> [Given problem] Please report each line of the items below that contains the word "elevated", copying every such line in full. Case counts.

++++

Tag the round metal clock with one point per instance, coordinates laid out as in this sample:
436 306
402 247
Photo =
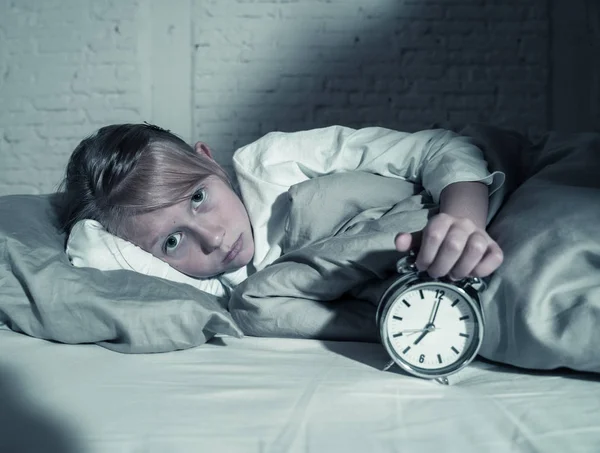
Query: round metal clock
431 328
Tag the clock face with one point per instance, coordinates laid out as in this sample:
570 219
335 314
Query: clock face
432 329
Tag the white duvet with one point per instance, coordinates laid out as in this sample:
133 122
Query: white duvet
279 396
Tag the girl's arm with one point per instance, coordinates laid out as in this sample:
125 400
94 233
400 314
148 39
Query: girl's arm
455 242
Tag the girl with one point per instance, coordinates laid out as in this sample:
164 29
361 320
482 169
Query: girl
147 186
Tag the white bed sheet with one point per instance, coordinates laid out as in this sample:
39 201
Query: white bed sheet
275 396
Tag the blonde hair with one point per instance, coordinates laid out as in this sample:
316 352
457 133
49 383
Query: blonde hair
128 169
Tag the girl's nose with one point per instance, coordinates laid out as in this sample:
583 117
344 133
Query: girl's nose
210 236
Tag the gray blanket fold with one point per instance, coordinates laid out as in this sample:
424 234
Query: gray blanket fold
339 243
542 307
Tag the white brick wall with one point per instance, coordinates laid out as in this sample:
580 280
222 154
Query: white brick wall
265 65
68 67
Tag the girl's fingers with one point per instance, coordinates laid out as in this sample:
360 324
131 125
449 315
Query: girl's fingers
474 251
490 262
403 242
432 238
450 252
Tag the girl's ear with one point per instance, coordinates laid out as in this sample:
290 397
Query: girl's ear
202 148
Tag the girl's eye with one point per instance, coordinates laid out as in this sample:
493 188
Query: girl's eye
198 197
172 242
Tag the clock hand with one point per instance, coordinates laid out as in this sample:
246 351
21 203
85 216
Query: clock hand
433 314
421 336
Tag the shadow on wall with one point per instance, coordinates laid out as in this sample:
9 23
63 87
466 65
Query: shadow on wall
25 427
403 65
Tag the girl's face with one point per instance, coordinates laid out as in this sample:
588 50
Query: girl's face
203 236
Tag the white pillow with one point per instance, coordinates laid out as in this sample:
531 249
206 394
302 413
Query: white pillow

++++

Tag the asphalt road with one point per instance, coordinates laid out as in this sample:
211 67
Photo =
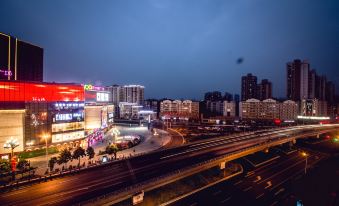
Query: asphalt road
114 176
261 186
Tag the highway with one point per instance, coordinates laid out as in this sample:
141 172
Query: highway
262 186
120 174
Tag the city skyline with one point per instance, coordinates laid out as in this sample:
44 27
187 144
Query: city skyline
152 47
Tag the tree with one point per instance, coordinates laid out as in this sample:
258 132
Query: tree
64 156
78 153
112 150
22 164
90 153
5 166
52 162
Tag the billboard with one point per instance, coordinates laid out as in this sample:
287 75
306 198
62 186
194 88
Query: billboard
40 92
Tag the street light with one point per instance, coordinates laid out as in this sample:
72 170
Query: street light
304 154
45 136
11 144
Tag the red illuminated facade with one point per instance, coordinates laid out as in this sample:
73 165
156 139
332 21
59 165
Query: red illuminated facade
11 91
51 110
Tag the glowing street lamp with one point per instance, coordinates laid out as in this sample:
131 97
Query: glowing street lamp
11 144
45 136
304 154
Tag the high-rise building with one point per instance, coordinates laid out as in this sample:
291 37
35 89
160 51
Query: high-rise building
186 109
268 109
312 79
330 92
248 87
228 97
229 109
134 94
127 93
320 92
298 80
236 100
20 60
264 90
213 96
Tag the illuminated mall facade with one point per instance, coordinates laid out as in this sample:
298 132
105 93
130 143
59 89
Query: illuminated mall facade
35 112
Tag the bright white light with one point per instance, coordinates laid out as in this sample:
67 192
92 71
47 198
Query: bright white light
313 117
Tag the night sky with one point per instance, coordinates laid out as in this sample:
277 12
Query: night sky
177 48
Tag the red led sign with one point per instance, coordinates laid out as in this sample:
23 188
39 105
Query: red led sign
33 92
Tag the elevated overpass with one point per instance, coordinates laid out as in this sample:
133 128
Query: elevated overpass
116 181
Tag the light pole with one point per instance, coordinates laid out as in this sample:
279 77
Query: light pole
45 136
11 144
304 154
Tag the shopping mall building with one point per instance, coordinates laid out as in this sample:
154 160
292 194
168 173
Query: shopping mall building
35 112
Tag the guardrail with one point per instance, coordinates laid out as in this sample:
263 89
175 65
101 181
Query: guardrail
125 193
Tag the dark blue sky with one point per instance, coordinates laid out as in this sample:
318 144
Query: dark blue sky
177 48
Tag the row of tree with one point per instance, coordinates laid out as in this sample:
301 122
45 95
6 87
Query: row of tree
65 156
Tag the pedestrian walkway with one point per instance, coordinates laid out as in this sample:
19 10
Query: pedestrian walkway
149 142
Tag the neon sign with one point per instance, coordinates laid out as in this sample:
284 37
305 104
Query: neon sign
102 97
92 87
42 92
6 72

++++

> [Expected output]
Tag the elevated overpass with one point per instance, coordinates laid out as in this sample:
Query: elevated overpass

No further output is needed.